-- AIM --
Please print the full listing exactly.

+++

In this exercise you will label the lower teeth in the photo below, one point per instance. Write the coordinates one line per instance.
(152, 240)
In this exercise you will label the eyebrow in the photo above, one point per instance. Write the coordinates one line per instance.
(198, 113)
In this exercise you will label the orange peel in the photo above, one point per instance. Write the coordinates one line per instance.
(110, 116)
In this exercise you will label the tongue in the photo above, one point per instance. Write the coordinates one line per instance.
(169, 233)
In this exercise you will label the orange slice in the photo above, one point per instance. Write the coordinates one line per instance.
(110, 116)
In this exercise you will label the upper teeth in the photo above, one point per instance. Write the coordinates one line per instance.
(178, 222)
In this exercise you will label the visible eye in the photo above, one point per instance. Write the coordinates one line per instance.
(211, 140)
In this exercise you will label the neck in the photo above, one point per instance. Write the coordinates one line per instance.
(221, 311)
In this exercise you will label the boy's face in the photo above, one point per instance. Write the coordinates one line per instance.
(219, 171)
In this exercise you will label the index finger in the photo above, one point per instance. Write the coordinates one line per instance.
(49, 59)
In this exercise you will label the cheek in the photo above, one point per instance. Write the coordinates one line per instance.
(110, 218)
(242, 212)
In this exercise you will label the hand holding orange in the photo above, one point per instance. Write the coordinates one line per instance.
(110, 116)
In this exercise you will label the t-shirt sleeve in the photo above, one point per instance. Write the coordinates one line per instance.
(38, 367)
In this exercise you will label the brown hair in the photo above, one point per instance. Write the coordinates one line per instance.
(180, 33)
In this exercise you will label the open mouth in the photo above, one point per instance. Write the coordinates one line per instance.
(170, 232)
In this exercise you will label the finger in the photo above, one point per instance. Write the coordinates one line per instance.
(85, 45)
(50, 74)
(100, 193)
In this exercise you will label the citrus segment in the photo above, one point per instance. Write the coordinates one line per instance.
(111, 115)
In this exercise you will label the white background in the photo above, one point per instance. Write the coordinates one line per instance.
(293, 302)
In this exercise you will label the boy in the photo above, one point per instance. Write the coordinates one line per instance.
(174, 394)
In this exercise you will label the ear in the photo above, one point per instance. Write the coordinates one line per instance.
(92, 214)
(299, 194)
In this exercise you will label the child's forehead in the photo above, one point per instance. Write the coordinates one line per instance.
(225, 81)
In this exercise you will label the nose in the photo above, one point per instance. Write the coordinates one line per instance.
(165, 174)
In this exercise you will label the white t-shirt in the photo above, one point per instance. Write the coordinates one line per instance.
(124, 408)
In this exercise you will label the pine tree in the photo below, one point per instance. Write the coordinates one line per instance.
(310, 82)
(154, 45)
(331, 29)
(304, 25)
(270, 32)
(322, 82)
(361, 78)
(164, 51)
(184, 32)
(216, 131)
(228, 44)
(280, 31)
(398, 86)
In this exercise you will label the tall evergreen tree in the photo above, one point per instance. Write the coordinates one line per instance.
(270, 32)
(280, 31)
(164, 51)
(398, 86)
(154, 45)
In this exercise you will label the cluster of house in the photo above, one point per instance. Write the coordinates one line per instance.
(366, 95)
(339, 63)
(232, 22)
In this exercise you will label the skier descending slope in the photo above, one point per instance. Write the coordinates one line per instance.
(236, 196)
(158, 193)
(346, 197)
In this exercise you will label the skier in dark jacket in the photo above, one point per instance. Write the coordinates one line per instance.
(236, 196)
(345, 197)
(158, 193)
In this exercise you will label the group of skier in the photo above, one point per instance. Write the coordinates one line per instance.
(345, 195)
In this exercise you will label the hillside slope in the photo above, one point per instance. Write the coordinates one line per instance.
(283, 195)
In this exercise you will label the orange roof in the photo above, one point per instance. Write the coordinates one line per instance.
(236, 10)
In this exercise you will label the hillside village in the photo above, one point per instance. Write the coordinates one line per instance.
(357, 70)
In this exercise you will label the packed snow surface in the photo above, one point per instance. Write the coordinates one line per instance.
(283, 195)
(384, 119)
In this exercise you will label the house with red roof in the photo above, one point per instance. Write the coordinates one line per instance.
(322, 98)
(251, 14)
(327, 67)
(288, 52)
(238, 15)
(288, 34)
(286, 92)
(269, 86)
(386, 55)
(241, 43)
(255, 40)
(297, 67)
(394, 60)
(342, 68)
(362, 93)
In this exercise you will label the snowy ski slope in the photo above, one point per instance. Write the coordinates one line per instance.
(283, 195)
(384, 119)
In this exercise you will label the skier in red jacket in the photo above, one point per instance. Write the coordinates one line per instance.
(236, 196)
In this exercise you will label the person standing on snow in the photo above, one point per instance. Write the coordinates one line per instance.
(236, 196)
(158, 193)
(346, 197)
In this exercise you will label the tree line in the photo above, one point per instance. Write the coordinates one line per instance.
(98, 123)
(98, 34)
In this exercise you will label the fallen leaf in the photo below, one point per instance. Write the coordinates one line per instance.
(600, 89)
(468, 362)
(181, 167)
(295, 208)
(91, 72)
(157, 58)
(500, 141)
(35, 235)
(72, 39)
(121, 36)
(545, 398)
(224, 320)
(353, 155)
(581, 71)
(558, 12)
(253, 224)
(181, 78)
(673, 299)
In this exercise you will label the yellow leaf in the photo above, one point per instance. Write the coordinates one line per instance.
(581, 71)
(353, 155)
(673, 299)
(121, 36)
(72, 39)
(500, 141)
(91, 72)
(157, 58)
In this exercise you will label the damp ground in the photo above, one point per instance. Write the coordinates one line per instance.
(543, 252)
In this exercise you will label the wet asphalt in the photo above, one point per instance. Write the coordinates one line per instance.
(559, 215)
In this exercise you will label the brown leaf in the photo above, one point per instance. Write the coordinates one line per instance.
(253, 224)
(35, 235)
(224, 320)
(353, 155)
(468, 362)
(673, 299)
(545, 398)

+++

-- SOLUTION TO THE PROBLEM --
In this exercise you will label the lower teeth in the photo below, one point per instance. Write the coordinates one line per instance.
(152, 240)
In this exercise you will label the eyebrow in the photo above, one point per instance. Write the coordinates one line per instance.
(198, 113)
In this exercise you will label the orange peel in the photo above, one point per instance. Write the coordinates one line per instance.
(110, 116)
In this exercise you will label the tongue in the photo above, one point per instance. Write the coordinates one line per instance.
(169, 233)
In this exercise you will label the orange slice in the photo above, one point per instance. Write the coordinates one line per instance.
(110, 116)
In this exercise you will label the upper teeth in the photo above, one point per instance. Write the coordinates one line per instance.
(178, 222)
In this exercise you will label the visible eye in the photo above, one point per instance. Write the coordinates one line per instance.
(211, 140)
In this exercise you will label the neck in the photo above, one point per instance. Write the coordinates one line per instance.
(221, 311)
In this exercise you will label the boy's face in the photo above, one point per instance. Write the coordinates one line per instance.
(219, 171)
In this exercise you will label the index finger in the photo above, one point per instance. Write the coordinates one line per instance.
(49, 59)
In this exercise you will label the cheek in the photo above, one point per instance. Write the coordinates one line per instance.
(110, 218)
(242, 212)
In this exercise you will label the hand holding orange in the photo above, one point per instance. Write the coordinates one line per instance.
(110, 116)
In this exercise you will label the t-shirt sleeve in the photo above, one point per instance. Write the coordinates one line per instance.
(38, 367)
In this exercise you will label the brown hair in the photo above, one point per instance. Write the coordinates one line per instance.
(180, 33)
In this exercise you will label the open mouth in the photo above, one point per instance. Write the coordinates one line per instance.
(170, 232)
In this exercise you will label the finger in the photo above, one point per instance. Write the coordinates one line per instance.
(85, 45)
(50, 74)
(100, 193)
In this exercise you will label the citrus segment in the photo above, one point per instance. Write the coordinates one line per instance.
(111, 115)
In this exercise you will label the white background in the photo above, one point per instance. Write the coordinates one line per instance.
(293, 302)
In this exercise you will label the boy in the photo above, one point per instance. Write the coordinates one line per instance.
(174, 394)
In this exercise you will label the ear in the photo above, one point per instance. Write the coordinates one line per instance.
(92, 214)
(299, 194)
In this exercise you will label the child's forehead in the photo above, one point per instance. Write the coordinates one line per instance.
(225, 81)
In this exercise you will label the nose in the photo above, one point per instance. Write the coordinates one line per instance.
(165, 174)
In this exercise you will label the white t-shirt in the photo above, one point per instance. Write the coordinates one line per instance.
(124, 408)
In this exercise you will label the pine tree in the photo below, one point per instance. Write the coordinates one line per instance.
(310, 82)
(154, 45)
(331, 29)
(304, 25)
(270, 32)
(322, 82)
(361, 78)
(164, 51)
(184, 32)
(216, 131)
(228, 44)
(280, 31)
(398, 86)
In this exercise you will label the tall evergreen tree in the photo above, one point per instance. Write the coordinates one line per instance.
(270, 32)
(280, 31)
(164, 51)
(398, 86)
(154, 45)
In this exercise you will label the cluster of house in the photo above, one point per instance. Write the coordinates one line per instance.
(366, 95)
(339, 63)
(232, 22)
In this exercise you will label the skier descending slope in the photo above, one point per instance. Write the coordinates one line per instance.
(236, 196)
(158, 193)
(346, 197)
In this exercise you will label the skier in dark jacket in the photo above, one point per instance. Write the coordinates one line per instance.
(236, 196)
(345, 197)
(158, 193)
In this exercise you will label the group of skier in the photo above, one point per instance. Write the coordinates one line per instance.
(345, 195)
In this exercise you will label the hillside slope in the photo above, one point per instance. Write the coordinates one line per instance.
(283, 195)
In this exercise you will label the orange roof in the photo above, one point per instance. Write the coordinates one line per instance.
(236, 10)
In this exercise you will label the hillside village in the photo above, one point per instance. Write the coordinates one line per instance.
(357, 70)
In this exercise you will label the packed snow surface in the photo above, one point per instance. Write the coordinates one line per instance.
(283, 195)
(384, 119)
In this exercise you will label the house with red roof in the photo above, one point per instance. Write the coordinates one line per instance.
(322, 98)
(251, 14)
(327, 67)
(288, 52)
(238, 15)
(288, 34)
(286, 92)
(269, 86)
(386, 55)
(241, 43)
(255, 40)
(297, 67)
(394, 60)
(342, 68)
(362, 93)
In this exercise you will label the snowy ski slope in the photo above, one point per instance. Write the coordinates one line per instance.
(283, 195)
(384, 119)
In this exercise you will label the skier in red jacket in the photo above, one point per instance. Write the coordinates one line per instance.
(236, 196)
In this exercise you will label the person standing on snow in the photo above, one point per instance. Write the coordinates one line per instance.
(236, 196)
(158, 193)
(346, 197)
In this exercise you will label the tree line in the photo above, one point per instance. Write the coordinates one line per instance.
(98, 123)
(98, 34)
In this exercise you will label the fallen leaf in the photo below, one point per instance. Write the coordinates one line per instance.
(600, 89)
(468, 362)
(181, 167)
(295, 208)
(91, 72)
(157, 58)
(500, 141)
(35, 235)
(72, 39)
(121, 36)
(545, 398)
(224, 320)
(353, 155)
(581, 71)
(558, 12)
(253, 224)
(181, 78)
(673, 299)
In this exercise you will label the yellow leaf in the photo above, one point per instance. Write the coordinates one line per instance.
(581, 71)
(353, 155)
(673, 299)
(121, 36)
(72, 39)
(500, 141)
(91, 72)
(157, 58)
In this exercise you will label the damp ground in the photo above, one point per instance. Write the coordinates one line per instance.
(543, 252)
In this exercise you will label the wet asphalt in the photo above, one point per instance. Write the coordinates one line per instance.
(559, 215)
In this exercise you will label the brown leaf in the photo above, one point per instance. Write the coordinates one line per instance.
(253, 224)
(35, 235)
(224, 320)
(353, 155)
(468, 362)
(673, 299)
(545, 398)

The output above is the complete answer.